■ ABOUT THIS TASK: Repeat everything in the data exactly except images.

☆ ☆ ☆ ☆ ☆ ☆ ☆

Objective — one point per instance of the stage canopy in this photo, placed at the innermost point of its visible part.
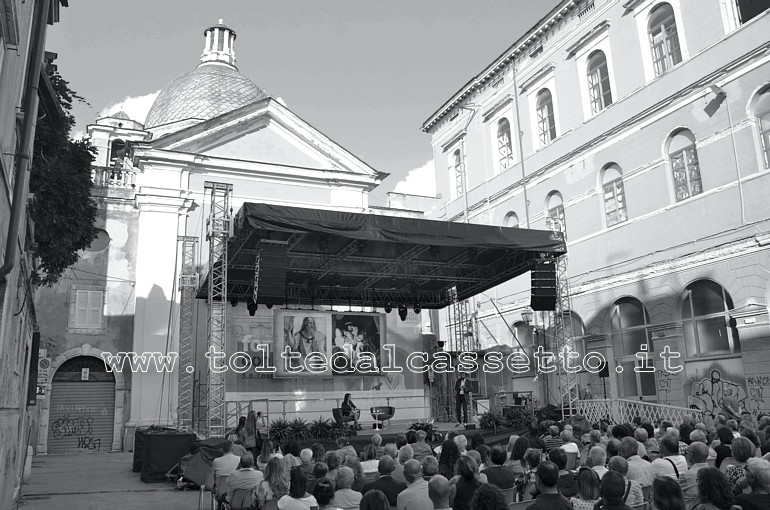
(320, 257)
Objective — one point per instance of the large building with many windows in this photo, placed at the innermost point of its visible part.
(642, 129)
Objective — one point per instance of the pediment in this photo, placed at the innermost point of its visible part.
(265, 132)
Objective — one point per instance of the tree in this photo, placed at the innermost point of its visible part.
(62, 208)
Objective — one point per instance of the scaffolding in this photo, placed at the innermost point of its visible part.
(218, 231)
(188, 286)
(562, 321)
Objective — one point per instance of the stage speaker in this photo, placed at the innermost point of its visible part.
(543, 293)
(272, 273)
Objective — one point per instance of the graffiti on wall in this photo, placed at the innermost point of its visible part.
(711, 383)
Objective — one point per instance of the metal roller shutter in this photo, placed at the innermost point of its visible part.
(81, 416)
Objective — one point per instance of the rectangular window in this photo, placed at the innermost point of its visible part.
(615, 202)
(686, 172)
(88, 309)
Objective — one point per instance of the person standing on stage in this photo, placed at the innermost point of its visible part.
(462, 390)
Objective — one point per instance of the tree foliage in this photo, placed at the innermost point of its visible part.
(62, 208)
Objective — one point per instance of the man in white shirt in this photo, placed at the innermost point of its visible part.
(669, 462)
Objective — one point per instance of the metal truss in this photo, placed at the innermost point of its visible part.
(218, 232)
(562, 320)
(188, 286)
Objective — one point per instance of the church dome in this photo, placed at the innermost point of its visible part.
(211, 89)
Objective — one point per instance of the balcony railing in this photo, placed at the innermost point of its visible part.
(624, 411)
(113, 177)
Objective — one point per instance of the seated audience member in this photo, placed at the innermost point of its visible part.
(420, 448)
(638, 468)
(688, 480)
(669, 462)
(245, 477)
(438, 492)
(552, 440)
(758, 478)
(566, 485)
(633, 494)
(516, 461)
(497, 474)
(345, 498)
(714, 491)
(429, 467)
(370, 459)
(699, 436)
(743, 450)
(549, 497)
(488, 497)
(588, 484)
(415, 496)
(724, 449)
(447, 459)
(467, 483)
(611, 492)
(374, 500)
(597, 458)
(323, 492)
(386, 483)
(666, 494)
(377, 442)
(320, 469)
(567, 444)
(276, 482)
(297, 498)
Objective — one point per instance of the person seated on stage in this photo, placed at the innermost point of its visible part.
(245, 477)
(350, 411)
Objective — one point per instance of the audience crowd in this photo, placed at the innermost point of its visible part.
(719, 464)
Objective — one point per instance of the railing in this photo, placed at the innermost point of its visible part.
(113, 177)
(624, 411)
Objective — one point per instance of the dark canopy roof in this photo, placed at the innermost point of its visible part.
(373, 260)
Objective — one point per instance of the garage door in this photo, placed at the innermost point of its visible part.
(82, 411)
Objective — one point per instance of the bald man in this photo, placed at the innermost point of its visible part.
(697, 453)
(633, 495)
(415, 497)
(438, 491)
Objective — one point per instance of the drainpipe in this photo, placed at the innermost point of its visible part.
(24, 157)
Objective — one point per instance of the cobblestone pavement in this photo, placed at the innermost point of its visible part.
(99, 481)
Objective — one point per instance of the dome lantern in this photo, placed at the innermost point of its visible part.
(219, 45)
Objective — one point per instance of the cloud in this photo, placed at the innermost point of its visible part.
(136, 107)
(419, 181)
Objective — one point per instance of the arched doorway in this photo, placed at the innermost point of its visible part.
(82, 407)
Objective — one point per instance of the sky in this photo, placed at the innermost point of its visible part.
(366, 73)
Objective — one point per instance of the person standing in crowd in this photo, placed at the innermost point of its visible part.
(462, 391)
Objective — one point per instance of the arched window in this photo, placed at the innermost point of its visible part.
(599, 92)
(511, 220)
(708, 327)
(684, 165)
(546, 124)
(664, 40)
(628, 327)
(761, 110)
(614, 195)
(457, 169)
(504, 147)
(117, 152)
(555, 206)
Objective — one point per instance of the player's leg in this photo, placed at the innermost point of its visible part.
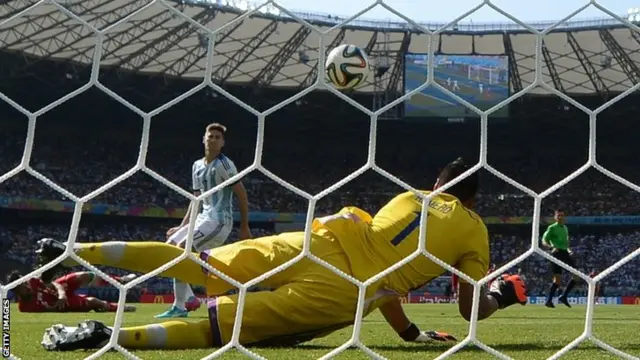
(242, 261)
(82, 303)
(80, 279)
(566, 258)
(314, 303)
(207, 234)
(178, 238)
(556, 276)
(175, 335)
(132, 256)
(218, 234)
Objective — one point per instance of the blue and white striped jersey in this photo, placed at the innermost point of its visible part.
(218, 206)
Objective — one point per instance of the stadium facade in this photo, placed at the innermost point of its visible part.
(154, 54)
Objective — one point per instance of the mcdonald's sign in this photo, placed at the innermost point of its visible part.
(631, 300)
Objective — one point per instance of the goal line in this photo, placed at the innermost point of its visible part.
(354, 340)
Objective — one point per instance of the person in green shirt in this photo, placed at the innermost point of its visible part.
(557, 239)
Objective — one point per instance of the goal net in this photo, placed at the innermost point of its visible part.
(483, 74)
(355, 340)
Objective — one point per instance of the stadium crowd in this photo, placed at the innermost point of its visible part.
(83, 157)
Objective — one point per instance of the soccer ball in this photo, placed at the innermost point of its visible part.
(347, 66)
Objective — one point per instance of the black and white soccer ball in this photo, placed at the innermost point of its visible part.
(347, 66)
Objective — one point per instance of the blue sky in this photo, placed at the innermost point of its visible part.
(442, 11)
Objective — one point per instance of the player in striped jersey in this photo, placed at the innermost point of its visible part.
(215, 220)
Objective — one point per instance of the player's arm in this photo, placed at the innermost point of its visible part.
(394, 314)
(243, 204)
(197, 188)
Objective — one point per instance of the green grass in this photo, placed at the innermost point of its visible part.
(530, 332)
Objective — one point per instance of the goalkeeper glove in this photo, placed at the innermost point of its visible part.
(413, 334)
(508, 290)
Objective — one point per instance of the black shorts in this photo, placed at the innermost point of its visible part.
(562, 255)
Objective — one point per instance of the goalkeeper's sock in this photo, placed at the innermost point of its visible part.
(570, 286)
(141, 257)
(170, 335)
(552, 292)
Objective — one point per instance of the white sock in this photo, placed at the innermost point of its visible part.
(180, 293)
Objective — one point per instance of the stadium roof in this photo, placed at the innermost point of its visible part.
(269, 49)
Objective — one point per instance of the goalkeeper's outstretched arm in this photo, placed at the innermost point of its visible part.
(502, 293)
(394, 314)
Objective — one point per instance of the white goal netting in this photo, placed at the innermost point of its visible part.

☆ ☆ ☆ ☆ ☆ ☆ ☆

■ ANSWER AREA:
Objective — one point per instance of the stage canopy in this photo, placed at the innermost point of its visible part.
(320, 257)
Objective — one point per instance of the large building with many windows in this photo, placed at the innermost point of its visible part.
(642, 129)
Objective — one point per instance of the pediment in this photo, placed at the innermost point of its visible part.
(265, 132)
Objective — one point per instance of the tree in this photo, placed at the innermost point of its visible part.
(62, 208)
Objective — one point per instance of the scaffolding in this photo, placed at the innermost point of its visible part.
(218, 231)
(188, 286)
(562, 321)
Objective — one point per instance of the stage speaker in this photo, placed at the innermost point of its visible part.
(543, 293)
(272, 273)
Objective — one point per instance of the graffiti on wall in this photo, placed at the innermost point of its visible part.
(711, 383)
Objective — one point per instance of the metal roller shutter in this photo, placed at the innermost point of its visible part.
(81, 416)
Objective — one point per instance of the rectangular window in this photo, placed at the innermost point of its visible part.
(615, 202)
(686, 172)
(88, 309)
Objective — one point per instance of the person standing on stage in this photo, placed at the innermost point of its visible part.
(462, 390)
Objective — one point per instance of the tree foliage in this photo, placed at the innermost point of its visible part.
(62, 208)
Objective — one point per instance of the man in white shirt in this photo, placed at the innermost point of its visible part.
(669, 462)
Objective — one point per instance of the metal truss in this photo, placed at the innermost point of its visible part.
(218, 232)
(562, 320)
(188, 286)
Objective — one point per instance of the church dome in this photo, placed at the innermost point of its visible part.
(211, 89)
Objective — one point per instance of the balcony railing in this photo, placed at the innermost point of its visible part.
(624, 411)
(113, 177)
Objective — one point per instance of the seated audience member in this photo, placed at the innermost point of its visible part.
(420, 448)
(638, 468)
(688, 480)
(669, 462)
(245, 477)
(438, 492)
(552, 440)
(758, 478)
(566, 485)
(633, 494)
(516, 461)
(497, 474)
(345, 498)
(714, 491)
(429, 467)
(370, 459)
(699, 436)
(743, 450)
(549, 497)
(488, 497)
(588, 484)
(415, 496)
(724, 449)
(447, 459)
(467, 483)
(611, 492)
(374, 500)
(597, 458)
(323, 492)
(386, 483)
(666, 494)
(377, 442)
(320, 469)
(567, 444)
(276, 482)
(297, 498)
Objective — one point per instance of the person seated on stage in this photo, placed at the innermost point of its visible part.
(245, 477)
(350, 411)
Objective — one point per instance of the audience crowd in this photo, placed at the innermost point of its visible part.
(719, 464)
Objective — one point per instance of the railing in this photo, placed at the innermost point of its visible part.
(113, 177)
(624, 411)
Objective — one point per instance of the dark canopy roof in this photo, placed at the innermost point of its visible part.
(373, 260)
Objective — one point per instance of the garage door in this photo, placed at the innermost point of its visible part.
(82, 411)
Objective — one point per instance of the bald man in this photo, placed at the innermost point of its visible part.
(697, 453)
(633, 495)
(415, 497)
(438, 491)
Objective — one point per instance of the drainpipe in this photo, placed at the innermost point of its visible part.
(24, 157)
Objective — one point per instance of the cobblestone pavement in this photo, placed at the innermost point of its visible part.
(99, 481)
Objective — one point per instance of the dome lantern in this photo, placed at the innermost point of its visible part.
(219, 45)
Objective — one point per instance of the cloud in this photo, placed at the innermost point of its visible part.
(136, 107)
(419, 181)
Objective — one point per instance of the arched doorway in this photo, placed at the innermost point of its visible part.
(82, 407)
Objective — one point per instance of the sky in this photo, placed at the innermost point of its visible part.
(366, 73)
Objective — one point per instance of the person standing in crowd in this photo, placed at the innermost point of its visible part.
(462, 391)
Objective — one point per instance of the arched window in this photo, placed at the innermost point of its visible part.
(599, 92)
(511, 220)
(708, 327)
(684, 165)
(546, 124)
(664, 40)
(628, 327)
(761, 110)
(614, 195)
(457, 169)
(504, 147)
(117, 152)
(555, 206)
Objective — one point per instance of the player's leg in this photo, placed at the innermost point of its visible part.
(242, 261)
(82, 303)
(80, 279)
(566, 258)
(314, 303)
(207, 234)
(178, 238)
(556, 276)
(175, 335)
(132, 256)
(218, 234)
Objective — one point per instance of the blue and white striped jersey in this photo, placed at the innermost point of its visible part.
(218, 206)
Objective — one point per instance of the stadium facade in this photo, placed at the innermost point of its visible part.
(154, 54)
Objective — one point per instance of the mcdonald's sign in this photo, placed at the innermost point of its visible part.
(631, 300)
Objective — one point per instance of the goal line in this photo, placed at the innermost point of its visible part.
(354, 340)
Objective — one point per instance of the person in green shirt in this photo, placed at the innermost point of its visible part.
(557, 239)
Objective — one point per instance of the goal net in this photo, placed at the innermost point of its visible part.
(483, 74)
(355, 340)
Objective — one point per instance of the stadium crowd in this photo, placed at the innermost point of its visible part.
(83, 157)
Objective — one point per instance of the soccer ball in this photo, placed at the innermost point of its visible part.
(347, 66)
Objective — one point per instance of the black and white soccer ball in this photo, placed at the innermost point of its visible part.
(347, 66)
Objective — one point per instance of the blue sky in this photo, placed at the innermost point of its visible part.
(442, 11)
Objective — one point per instance of the player in striped jersey in this photo, placed at the innermost point of its visible part.
(215, 220)
Objective — one point per instance of the player's arm in this photo, placed at the innermost point of its visible part.
(394, 314)
(243, 204)
(197, 188)
Objective — one point per instance of the green grass in this photo, placed at the innermost point of its visible part.
(530, 332)
Objective — one point per instance of the goalkeeper glove in this photo, placed at the innermost point of its visible part.
(413, 334)
(508, 290)
Objective — one point per instance of the black shorts in this photo, placed at the innermost point of its visible part.
(562, 255)
Objective — one point per instance of the goalkeeper's sock in this photo, placed at the innermost point of its visible part.
(570, 286)
(141, 257)
(170, 335)
(552, 292)
Objective — one point per instance of the white sock in this photo, placed at the innermost point of its visible part.
(180, 293)
Objective — one point per instance of the stadium roof in this photo, placed at the innermost point of its visible part.
(269, 49)
Objective — one point per instance of the goalkeeper's outstretched arm in this photo, placed at the innermost point of its visible part.
(502, 293)
(394, 314)
Objective — one point per instance of the white goal netting in this photo, placed at the innermost point of its visible part.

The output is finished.